PROBLEM TO WORK ON: Extend the passage on reliability-centered preventive maintenance optimization, picking up directly after its final sentence.

DOCUMENT TEXT:
'''

In the related research of RCM, the PM optimization model considering the failure rate is getting more and more attention. Stringer et al. [20] point out that failure rate trends in maintenance planning decisions may reduce the risk of premature failure and prevent unnecessary costs associated with repairing or replacing equipment. The papers [21,22,23] also point to the importance of considering time-varying failure rates in reliability-centered maintenance decisions. However, few RCM studies consider the variation in failure rates caused by both maintenance and precession work periods. In actual engineering, the uncertainty caused by the asymmetry of data on past maintenance and failures is also an important factor affecting the PM optimization results, and how to take it into account in the optimization model is a problem that needs to be solved.

Accordingly, focusing on single-component mechanical equipment, a reliability-centered PM optimization model is put forward in this paper. Failure rates over time due to both factors are considered simultaneously in this model, and the uncertainty in the failure data is measured using a Weibull distribution. The contributions of this paper include the following: (i) Theoretically, the proposed reliability-centered PM optimization model takes both the sudden change in reliability and the changes in the failure rate into account to describe the maintenance effect and considers the variation in failure rates to quantify the uncertainty of data on past maintenance and failures. (ii) Practically, the preliminary optimization of preventive maintenance for mechanical equipment has been achieved, and a more scientific and reasonable preventive maintenance plan has been formulated, providing support for the adjustment of preventive maintenance plans and a basis for future preventive maintenance work in mechanical equipment company. The structure of this paper is organized as follows: Section 2 describes the preventive maintenance problem to be addressed. In Section 3, a model of failure rate variation considering the effects of both maintenance and precession work periods is presented to provide a basis for reliability-centered maintenance optimization models. Section 4 introduces two types of PM optimization models: minimizing costs or maximizing availability. Section 5 illustrates the validity of the proposed model using a type of tire-building machine in MESNAC as a case study.

'''

EXCERPTED DATA:
'''

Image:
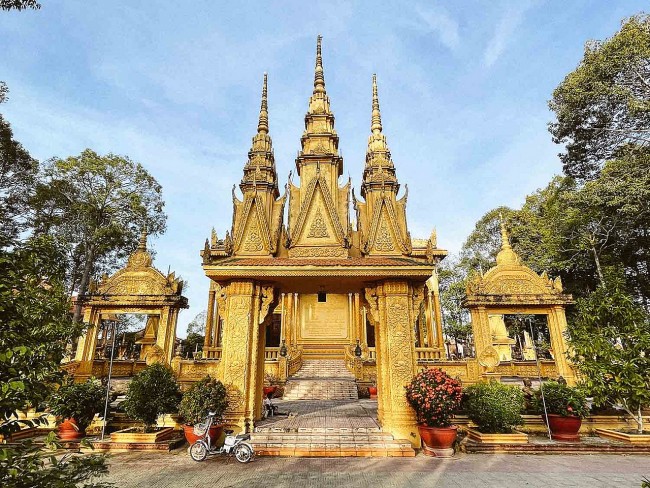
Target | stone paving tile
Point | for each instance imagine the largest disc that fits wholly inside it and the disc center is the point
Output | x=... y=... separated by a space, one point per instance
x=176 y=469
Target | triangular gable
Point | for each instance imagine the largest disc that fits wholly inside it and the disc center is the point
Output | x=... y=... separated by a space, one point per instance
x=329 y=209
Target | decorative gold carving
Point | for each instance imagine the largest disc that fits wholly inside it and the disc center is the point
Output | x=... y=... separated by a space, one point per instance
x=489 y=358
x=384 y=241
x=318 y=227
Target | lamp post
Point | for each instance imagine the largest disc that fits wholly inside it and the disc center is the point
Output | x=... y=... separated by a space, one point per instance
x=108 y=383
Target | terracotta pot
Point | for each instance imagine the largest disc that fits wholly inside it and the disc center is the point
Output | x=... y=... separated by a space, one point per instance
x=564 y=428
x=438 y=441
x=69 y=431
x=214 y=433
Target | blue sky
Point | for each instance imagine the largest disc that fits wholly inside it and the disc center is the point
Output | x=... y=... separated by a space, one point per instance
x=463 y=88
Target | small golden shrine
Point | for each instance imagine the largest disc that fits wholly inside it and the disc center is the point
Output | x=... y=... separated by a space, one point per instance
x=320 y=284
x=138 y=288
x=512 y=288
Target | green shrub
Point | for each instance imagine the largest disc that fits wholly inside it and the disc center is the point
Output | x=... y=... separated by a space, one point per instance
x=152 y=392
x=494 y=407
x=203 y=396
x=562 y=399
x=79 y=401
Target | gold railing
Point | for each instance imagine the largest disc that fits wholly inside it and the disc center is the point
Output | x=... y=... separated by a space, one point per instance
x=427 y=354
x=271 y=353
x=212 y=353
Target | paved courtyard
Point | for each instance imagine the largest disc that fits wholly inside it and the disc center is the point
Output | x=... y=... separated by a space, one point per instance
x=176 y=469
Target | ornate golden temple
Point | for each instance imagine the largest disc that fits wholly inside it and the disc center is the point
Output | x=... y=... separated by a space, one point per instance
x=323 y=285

'''

EXPECTED ANSWER:
2. Problem Description for PM Optimization

Considering the operability of preventive maintenance, a combined PM policy is examined. Under this type of policy, as shown in Figure 1, we suggest that at a fixed time $iT$, preventive maintenance is taken. If failure happens in preventive maintenance, corrective maintenance is taken. A unit is replaced when the nth preventive maintenance needs to be taken. At each preventive maintenance, the reliability of a working unit is no less than the minimum reliability of a working unit and assuming the following:

• A unit is put into operation at a new state from the beginning;
• The preventive maintenance is imperfect, which means a unit cannot be as good as its new condition after the preventive maintenance and will obey the combined model of age-declining model and failure-rate-increasing model;
• The corrective maintenance is minimal, which means the failure rate remains the same before and after the corrective maintenance;
• Replacement is perfect maintenance, which means a unit becomes as good as new after replacement.

These assumptions regarding our model are detailed and explained in the remainder of this section. The state of a unit is assumed to be new from the beginning of its operation. This is a commonly used assumption when developing maintenance plans. The development of maintenance plans often occurs before the equipment is put into operation. At this time, neglecting the defective equipment that may have not been detected, the equipment is generally in a new state. Moreover, there are three assumptions related to the effect of maintenance. It is somewhere between as good as new and as bad as old. There are many possible causes for imperfect maintenance, such as the repair of the wrong part, only partial repair of the faulty part, repair of the faulty part but damage of an adjacent part, or incorrect assessment of the inspected unit condition [24]. Therefore, the preventive maintenance, the corrective maintenance, and the replacement are assumed to be imperfect, minimal, and perfect, respectively, which is more realistic. One or several of these assumptions are also made in the research mentioned earlier, for example, [1,2,3,4,5,6,7].

Figure 1. Preventive maintenance policy.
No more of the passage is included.